═════ Records supplied

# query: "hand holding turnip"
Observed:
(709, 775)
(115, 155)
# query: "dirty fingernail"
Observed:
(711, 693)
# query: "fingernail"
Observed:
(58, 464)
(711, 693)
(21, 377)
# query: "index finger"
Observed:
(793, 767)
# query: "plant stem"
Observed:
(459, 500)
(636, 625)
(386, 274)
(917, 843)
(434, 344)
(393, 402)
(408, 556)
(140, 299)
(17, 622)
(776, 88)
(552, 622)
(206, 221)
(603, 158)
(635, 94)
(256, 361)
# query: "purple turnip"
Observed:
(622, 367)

══════════
═════ Records supplied

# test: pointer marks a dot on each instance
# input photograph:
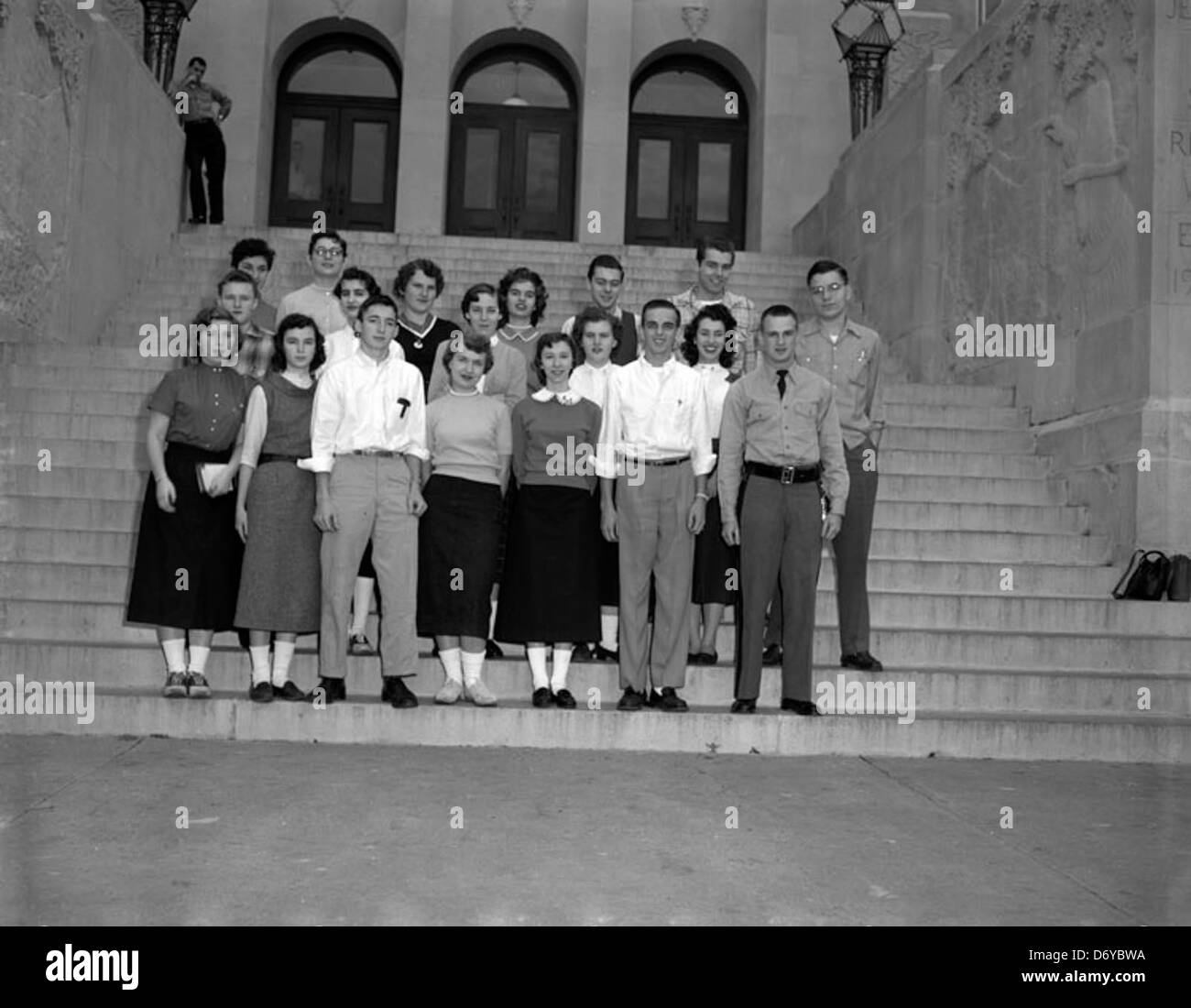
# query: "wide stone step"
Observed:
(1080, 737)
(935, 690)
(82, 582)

══════════

What you have to do:
Extract every line above containing the word "turnip".

Answer section:
# query: "hand holding turnip"
# query: "purple turnip"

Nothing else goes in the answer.